■ Available records ■
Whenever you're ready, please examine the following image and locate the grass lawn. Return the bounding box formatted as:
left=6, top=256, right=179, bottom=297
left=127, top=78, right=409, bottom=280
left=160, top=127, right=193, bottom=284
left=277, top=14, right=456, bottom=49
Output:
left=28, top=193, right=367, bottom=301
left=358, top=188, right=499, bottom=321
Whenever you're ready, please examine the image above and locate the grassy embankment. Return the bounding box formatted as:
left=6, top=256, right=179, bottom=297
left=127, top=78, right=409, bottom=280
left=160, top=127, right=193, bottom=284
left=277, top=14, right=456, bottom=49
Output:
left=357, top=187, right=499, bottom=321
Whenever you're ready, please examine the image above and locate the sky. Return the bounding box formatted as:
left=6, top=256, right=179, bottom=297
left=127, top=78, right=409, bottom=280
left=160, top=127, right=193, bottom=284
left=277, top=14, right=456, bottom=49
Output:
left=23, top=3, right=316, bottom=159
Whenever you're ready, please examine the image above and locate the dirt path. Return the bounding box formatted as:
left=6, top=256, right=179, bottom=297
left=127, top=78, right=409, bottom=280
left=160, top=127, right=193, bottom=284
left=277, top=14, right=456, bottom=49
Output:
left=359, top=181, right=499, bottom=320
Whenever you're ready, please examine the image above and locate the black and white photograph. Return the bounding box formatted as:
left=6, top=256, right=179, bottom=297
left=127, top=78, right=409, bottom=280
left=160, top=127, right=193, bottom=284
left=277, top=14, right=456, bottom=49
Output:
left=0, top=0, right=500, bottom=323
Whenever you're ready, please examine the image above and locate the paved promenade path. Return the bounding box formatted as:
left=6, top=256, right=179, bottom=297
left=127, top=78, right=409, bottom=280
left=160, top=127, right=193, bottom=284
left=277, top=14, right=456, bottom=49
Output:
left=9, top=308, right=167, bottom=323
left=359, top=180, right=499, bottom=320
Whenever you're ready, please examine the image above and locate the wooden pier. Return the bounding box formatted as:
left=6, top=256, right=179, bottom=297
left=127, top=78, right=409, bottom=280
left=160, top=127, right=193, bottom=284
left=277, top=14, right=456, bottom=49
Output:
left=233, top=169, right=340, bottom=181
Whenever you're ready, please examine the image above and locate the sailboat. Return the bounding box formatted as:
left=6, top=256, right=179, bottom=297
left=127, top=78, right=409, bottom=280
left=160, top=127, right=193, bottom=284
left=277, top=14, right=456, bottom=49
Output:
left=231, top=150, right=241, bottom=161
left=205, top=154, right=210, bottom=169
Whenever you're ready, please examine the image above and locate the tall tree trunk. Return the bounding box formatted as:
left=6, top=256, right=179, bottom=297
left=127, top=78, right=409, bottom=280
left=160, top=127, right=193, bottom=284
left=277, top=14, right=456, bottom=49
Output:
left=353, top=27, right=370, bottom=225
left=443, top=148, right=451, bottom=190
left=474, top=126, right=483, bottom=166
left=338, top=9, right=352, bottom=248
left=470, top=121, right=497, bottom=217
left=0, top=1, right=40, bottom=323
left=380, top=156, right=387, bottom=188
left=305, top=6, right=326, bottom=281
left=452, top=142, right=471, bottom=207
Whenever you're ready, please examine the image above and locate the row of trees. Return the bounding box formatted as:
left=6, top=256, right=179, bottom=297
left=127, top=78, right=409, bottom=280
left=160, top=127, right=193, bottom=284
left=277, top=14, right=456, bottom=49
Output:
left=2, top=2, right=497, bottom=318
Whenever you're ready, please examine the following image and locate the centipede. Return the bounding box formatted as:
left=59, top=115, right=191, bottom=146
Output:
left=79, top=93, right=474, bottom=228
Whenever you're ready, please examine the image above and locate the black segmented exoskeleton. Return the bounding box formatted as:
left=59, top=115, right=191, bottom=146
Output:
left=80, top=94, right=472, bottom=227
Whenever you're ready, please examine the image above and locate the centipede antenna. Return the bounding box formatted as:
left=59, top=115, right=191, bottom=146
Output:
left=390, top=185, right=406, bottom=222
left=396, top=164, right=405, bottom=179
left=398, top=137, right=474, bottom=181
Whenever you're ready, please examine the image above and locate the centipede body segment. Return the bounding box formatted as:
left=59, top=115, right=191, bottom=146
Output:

■ Exercise description ■
Can you put every line of the records above into a JSON list of strings, with one string per line and no blank lines?

■ Answer for this exercise ■
[
  "Whenever you're ready, please examine the following image and locate the grass lawn. Return the bounding box formatted as:",
  "left=6, top=256, right=179, bottom=297",
  "left=127, top=78, right=409, bottom=280",
  "left=160, top=127, right=193, bottom=284",
  "left=277, top=14, right=456, bottom=49",
  "Output:",
  "left=28, top=193, right=367, bottom=301",
  "left=358, top=188, right=499, bottom=321",
  "Whenever you're ready, please examine the image above and locate the grassy embankment. Return the bounding box formatted as:",
  "left=6, top=256, right=179, bottom=297",
  "left=127, top=78, right=409, bottom=280",
  "left=160, top=127, right=193, bottom=284",
  "left=277, top=14, right=456, bottom=49",
  "Output:",
  "left=357, top=187, right=499, bottom=321",
  "Whenever you're ready, please examine the image above and locate the sky. Return the bounding box formatted as:",
  "left=6, top=256, right=179, bottom=297",
  "left=127, top=78, right=409, bottom=280",
  "left=160, top=127, right=193, bottom=284",
  "left=277, top=14, right=456, bottom=49",
  "Output:",
  "left=23, top=3, right=316, bottom=159",
  "Whenever you're ready, please examine the image above and locate the dirt path. Return the bounding box formatted as:",
  "left=6, top=256, right=179, bottom=297",
  "left=127, top=78, right=409, bottom=280",
  "left=160, top=127, right=193, bottom=284",
  "left=277, top=14, right=456, bottom=49",
  "Output:",
  "left=359, top=181, right=499, bottom=320",
  "Whenever you're ready, please examine the image above and locate the black and white photograph. Return the bounding box formatted as:",
  "left=6, top=256, right=179, bottom=297",
  "left=127, top=78, right=409, bottom=280",
  "left=160, top=127, right=193, bottom=284",
  "left=277, top=14, right=456, bottom=49",
  "Output:",
  "left=0, top=0, right=500, bottom=323",
  "Whenever you're ready, please examine the image above and locate the paved promenade path. Return the bounding box formatted as:",
  "left=6, top=256, right=179, bottom=297",
  "left=127, top=78, right=409, bottom=280",
  "left=160, top=127, right=193, bottom=284",
  "left=277, top=14, right=456, bottom=49",
  "Output:",
  "left=9, top=308, right=167, bottom=323",
  "left=359, top=180, right=499, bottom=320",
  "Whenever you're ready, please examine the image above and locate the wooden pier. Return the bounding box formatted as:",
  "left=6, top=256, right=179, bottom=297",
  "left=127, top=78, right=409, bottom=280",
  "left=160, top=127, right=193, bottom=284",
  "left=277, top=14, right=456, bottom=49",
  "Output:",
  "left=233, top=169, right=340, bottom=181",
  "Whenever you're ready, please examine the image above and locate the sailboat. Return the bounding box formatted as:",
  "left=6, top=256, right=179, bottom=297",
  "left=127, top=78, right=409, bottom=280",
  "left=160, top=127, right=193, bottom=284",
  "left=277, top=14, right=456, bottom=49",
  "Output:",
  "left=231, top=150, right=241, bottom=161",
  "left=205, top=154, right=210, bottom=169",
  "Whenever you're ready, please examine the image above and locate the tall tree trunk. Return the bounding box formatted as:",
  "left=6, top=256, right=179, bottom=297",
  "left=127, top=78, right=409, bottom=280",
  "left=160, top=127, right=193, bottom=284",
  "left=277, top=14, right=456, bottom=49",
  "Output:",
  "left=353, top=27, right=370, bottom=225",
  "left=443, top=148, right=451, bottom=190",
  "left=474, top=126, right=483, bottom=166",
  "left=338, top=9, right=352, bottom=248",
  "left=470, top=121, right=497, bottom=217",
  "left=0, top=1, right=40, bottom=323",
  "left=380, top=156, right=387, bottom=188",
  "left=305, top=6, right=326, bottom=281",
  "left=452, top=142, right=471, bottom=207",
  "Whenever you're ready, please examine the image above and locate the row of trees. Return the bounding box formatted as:",
  "left=6, top=256, right=179, bottom=297",
  "left=127, top=78, right=409, bottom=280",
  "left=160, top=127, right=193, bottom=284",
  "left=277, top=14, right=456, bottom=49",
  "Output:",
  "left=2, top=2, right=497, bottom=318",
  "Whenever you're ready, please examine the following image and locate the centipede. Return the bounding box formatted as:",
  "left=59, top=115, right=191, bottom=146",
  "Output:",
  "left=79, top=93, right=474, bottom=228",
  "Whenever you're ready, please examine the image above and locate the black segmented exoskeleton. Return the bounding box formatted as:",
  "left=59, top=115, right=191, bottom=146",
  "Output:",
  "left=80, top=94, right=472, bottom=227",
  "Whenever you're ready, please examine the image above and locate the centipede antenna. Return the bounding box formatted as:",
  "left=59, top=115, right=191, bottom=146",
  "Output:",
  "left=390, top=185, right=406, bottom=222",
  "left=396, top=164, right=405, bottom=179",
  "left=398, top=137, right=474, bottom=181",
  "Whenever you're ready, please examine the image above and locate the centipede body segment. Return the bounding box formatted as:",
  "left=59, top=115, right=191, bottom=146",
  "Output:"
]